_TASK DESCRIPTION_: Return the exact lines spanning from the line with "For every instance of the tree branch" through the last line of the entries, boundaries included, and no others.
>> START LISTED ENTRIES
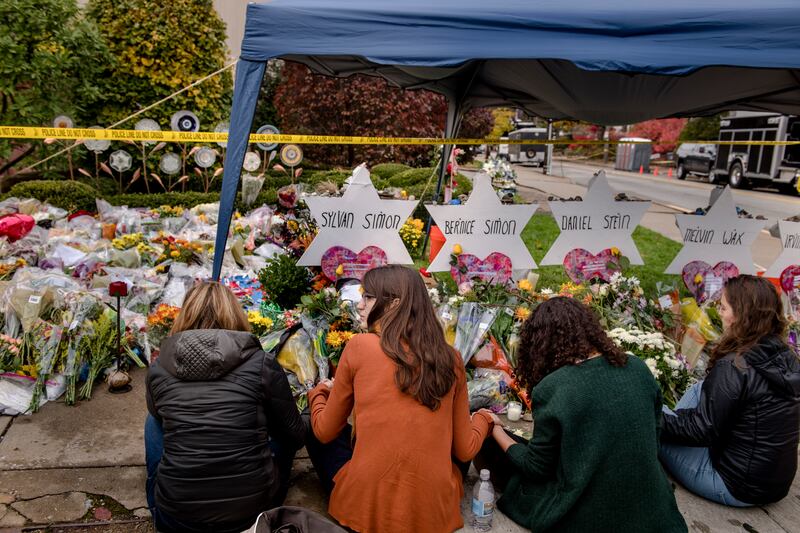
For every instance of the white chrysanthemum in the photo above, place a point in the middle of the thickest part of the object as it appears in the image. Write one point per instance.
(651, 364)
(433, 293)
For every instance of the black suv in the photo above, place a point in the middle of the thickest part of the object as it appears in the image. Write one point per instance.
(696, 159)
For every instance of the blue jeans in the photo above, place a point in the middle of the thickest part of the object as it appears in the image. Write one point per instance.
(691, 465)
(154, 449)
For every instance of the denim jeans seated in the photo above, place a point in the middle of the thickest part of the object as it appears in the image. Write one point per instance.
(691, 465)
(154, 449)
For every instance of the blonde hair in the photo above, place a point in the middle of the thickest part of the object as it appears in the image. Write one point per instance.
(210, 305)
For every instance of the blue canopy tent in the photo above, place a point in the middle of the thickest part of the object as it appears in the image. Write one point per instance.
(609, 62)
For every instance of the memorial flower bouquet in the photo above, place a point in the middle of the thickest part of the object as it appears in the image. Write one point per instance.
(177, 250)
(668, 367)
(622, 302)
(474, 322)
(9, 353)
(260, 325)
(411, 232)
(8, 268)
(160, 322)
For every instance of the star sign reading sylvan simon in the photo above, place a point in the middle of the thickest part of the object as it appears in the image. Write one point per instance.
(597, 223)
(357, 219)
(790, 256)
(481, 226)
(719, 235)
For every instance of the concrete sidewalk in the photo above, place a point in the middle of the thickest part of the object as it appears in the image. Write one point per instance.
(81, 469)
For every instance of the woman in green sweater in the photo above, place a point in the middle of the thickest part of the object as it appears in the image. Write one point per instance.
(592, 464)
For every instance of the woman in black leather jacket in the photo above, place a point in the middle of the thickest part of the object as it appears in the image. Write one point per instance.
(223, 427)
(733, 437)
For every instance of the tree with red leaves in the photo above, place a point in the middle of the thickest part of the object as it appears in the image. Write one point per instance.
(663, 132)
(313, 104)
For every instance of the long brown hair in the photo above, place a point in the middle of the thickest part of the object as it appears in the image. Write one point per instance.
(410, 334)
(757, 313)
(561, 332)
(210, 305)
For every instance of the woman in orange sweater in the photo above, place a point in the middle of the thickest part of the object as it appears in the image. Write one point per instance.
(407, 391)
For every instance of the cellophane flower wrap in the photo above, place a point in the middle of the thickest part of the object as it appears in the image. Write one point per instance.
(474, 322)
(668, 367)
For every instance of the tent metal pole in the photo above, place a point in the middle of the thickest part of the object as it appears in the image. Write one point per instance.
(548, 168)
(450, 129)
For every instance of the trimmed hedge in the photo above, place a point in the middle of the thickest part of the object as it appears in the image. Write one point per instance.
(73, 196)
(387, 170)
(76, 195)
(69, 195)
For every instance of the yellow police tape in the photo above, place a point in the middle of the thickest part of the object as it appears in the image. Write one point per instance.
(31, 132)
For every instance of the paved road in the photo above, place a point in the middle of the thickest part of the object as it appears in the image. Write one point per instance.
(687, 195)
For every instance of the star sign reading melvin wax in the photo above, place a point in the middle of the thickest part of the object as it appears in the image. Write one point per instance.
(357, 219)
(719, 235)
(790, 240)
(597, 223)
(481, 226)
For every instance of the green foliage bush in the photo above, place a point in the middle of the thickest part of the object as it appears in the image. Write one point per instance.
(51, 60)
(160, 47)
(283, 281)
(74, 195)
(69, 195)
(387, 170)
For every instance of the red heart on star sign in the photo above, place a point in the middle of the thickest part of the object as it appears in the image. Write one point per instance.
(354, 265)
(582, 265)
(706, 282)
(495, 267)
(790, 278)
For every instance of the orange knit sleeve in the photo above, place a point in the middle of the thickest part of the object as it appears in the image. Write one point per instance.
(330, 408)
(468, 432)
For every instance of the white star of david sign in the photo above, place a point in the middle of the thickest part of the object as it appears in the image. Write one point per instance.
(790, 240)
(482, 226)
(596, 223)
(719, 235)
(357, 219)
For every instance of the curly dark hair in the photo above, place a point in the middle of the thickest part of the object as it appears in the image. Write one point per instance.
(758, 313)
(561, 332)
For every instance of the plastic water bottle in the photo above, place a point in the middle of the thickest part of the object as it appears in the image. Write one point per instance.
(483, 503)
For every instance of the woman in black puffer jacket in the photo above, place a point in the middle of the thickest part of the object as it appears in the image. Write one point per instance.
(733, 437)
(223, 426)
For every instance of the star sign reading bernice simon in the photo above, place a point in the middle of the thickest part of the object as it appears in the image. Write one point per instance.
(596, 223)
(357, 219)
(483, 225)
(719, 235)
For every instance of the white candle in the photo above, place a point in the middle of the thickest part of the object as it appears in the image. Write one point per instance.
(514, 412)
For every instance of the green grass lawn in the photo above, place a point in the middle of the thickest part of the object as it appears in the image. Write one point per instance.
(657, 252)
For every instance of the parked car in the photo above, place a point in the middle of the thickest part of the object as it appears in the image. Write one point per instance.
(746, 165)
(697, 159)
(533, 153)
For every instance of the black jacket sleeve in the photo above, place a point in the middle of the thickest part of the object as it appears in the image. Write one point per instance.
(151, 404)
(282, 415)
(719, 404)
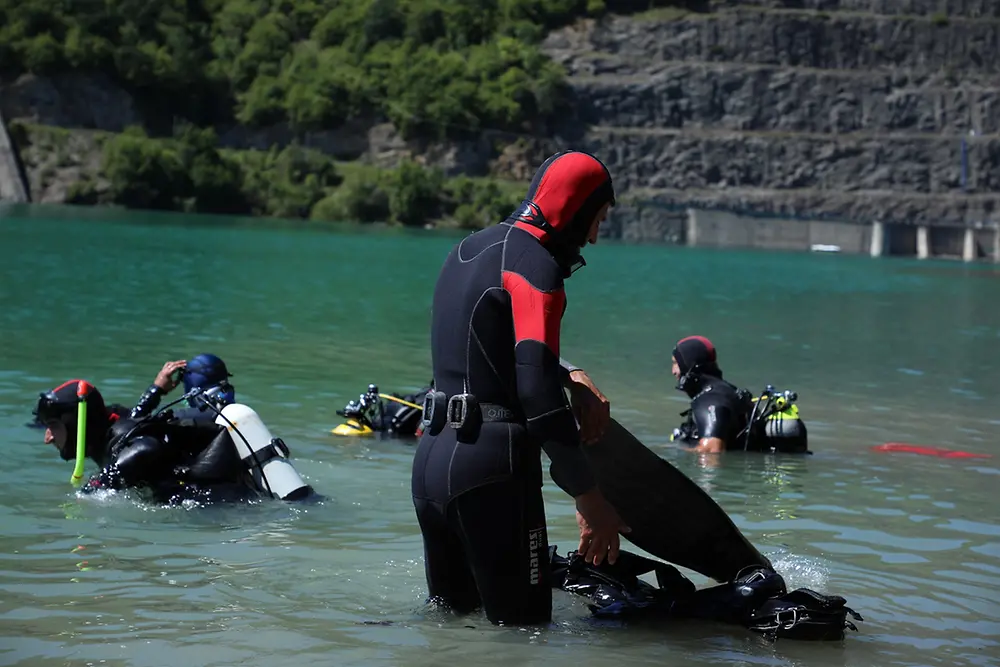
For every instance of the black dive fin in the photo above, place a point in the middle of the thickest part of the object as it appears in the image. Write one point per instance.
(670, 516)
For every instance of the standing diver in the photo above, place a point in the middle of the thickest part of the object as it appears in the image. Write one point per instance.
(723, 417)
(173, 458)
(499, 400)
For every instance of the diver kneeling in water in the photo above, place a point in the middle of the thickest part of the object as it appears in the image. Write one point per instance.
(723, 417)
(173, 458)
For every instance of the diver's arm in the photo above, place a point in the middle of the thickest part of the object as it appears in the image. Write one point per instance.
(537, 307)
(148, 402)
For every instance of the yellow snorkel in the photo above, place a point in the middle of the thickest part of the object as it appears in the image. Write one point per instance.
(82, 389)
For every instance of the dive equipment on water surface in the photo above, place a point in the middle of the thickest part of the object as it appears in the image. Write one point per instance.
(264, 455)
(756, 598)
(371, 414)
(672, 518)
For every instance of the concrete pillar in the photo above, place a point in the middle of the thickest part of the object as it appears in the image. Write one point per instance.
(13, 186)
(692, 229)
(923, 242)
(878, 239)
(969, 245)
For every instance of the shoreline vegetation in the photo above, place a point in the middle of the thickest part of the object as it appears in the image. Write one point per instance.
(435, 69)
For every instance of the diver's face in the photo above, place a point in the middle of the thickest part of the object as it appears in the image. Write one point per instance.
(55, 434)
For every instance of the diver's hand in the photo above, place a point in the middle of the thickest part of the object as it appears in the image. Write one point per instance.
(591, 407)
(599, 527)
(165, 379)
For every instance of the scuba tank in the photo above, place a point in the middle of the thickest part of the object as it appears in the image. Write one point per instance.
(265, 456)
(775, 424)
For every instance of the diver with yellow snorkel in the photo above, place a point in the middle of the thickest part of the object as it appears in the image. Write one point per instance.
(173, 458)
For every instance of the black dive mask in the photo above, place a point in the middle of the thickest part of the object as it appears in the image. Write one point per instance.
(564, 248)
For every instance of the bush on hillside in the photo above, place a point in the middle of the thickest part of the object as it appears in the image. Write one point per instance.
(432, 67)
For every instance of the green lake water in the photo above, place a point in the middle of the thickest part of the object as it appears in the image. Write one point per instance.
(879, 351)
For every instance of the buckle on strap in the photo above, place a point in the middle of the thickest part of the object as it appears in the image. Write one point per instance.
(435, 412)
(462, 410)
(276, 449)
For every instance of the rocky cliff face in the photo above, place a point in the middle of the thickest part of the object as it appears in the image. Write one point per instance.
(853, 109)
(847, 109)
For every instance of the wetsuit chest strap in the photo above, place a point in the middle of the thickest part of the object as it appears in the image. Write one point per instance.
(464, 413)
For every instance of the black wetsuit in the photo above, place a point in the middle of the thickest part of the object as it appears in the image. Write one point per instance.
(718, 410)
(497, 309)
(150, 400)
(400, 419)
(173, 460)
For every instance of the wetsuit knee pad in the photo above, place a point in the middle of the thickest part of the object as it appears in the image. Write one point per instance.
(503, 532)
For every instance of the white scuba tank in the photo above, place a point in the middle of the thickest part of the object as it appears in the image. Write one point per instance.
(277, 473)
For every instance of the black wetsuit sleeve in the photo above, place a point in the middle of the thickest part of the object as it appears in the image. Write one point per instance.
(148, 402)
(565, 368)
(537, 302)
(714, 421)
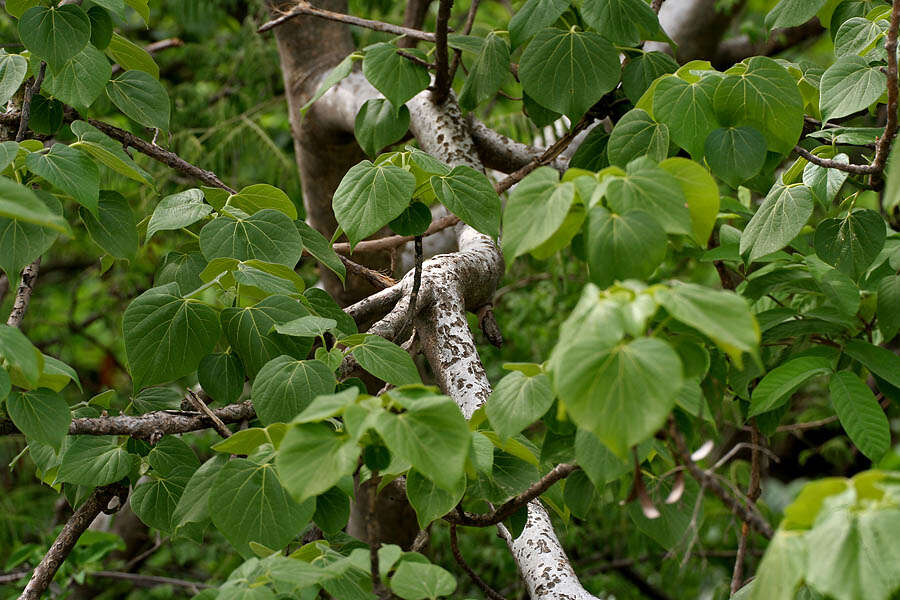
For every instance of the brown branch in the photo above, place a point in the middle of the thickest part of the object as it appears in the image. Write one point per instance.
(707, 480)
(442, 79)
(62, 546)
(30, 91)
(201, 406)
(509, 507)
(883, 146)
(23, 294)
(481, 583)
(303, 8)
(152, 424)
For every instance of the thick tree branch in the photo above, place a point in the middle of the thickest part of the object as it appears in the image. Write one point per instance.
(74, 527)
(304, 8)
(150, 425)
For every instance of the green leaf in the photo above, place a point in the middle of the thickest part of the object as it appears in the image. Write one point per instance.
(778, 220)
(221, 376)
(852, 554)
(22, 204)
(850, 85)
(41, 415)
(257, 197)
(431, 435)
(93, 460)
(154, 502)
(687, 110)
(880, 361)
(568, 71)
(247, 504)
(700, 191)
(641, 71)
(723, 316)
(21, 242)
(55, 34)
(398, 78)
(370, 196)
(623, 246)
(178, 210)
(316, 244)
(852, 243)
(486, 73)
(860, 414)
(101, 27)
(418, 581)
(130, 56)
(790, 13)
(735, 154)
(469, 195)
(764, 96)
(247, 330)
(518, 401)
(140, 97)
(649, 188)
(536, 208)
(622, 395)
(193, 507)
(429, 501)
(285, 386)
(269, 235)
(20, 353)
(888, 310)
(781, 382)
(378, 125)
(636, 134)
(114, 229)
(534, 16)
(81, 80)
(69, 170)
(313, 458)
(625, 22)
(166, 335)
(107, 151)
(386, 360)
(12, 73)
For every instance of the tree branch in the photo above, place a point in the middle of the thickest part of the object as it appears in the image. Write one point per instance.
(303, 8)
(74, 527)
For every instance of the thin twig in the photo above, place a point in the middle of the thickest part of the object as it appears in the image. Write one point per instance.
>> END LISTED ENTRIES
_RESPONSE_:
For every instance of the tree branch in the photo above, place a point in the middle of the thickest part of the object as it appears in the image. Write one point per instance.
(303, 8)
(74, 527)
For every instance of the thin twig in the photo above, place a point in the middle of the thickest part of the object as it appears in the image. Write one point per instance.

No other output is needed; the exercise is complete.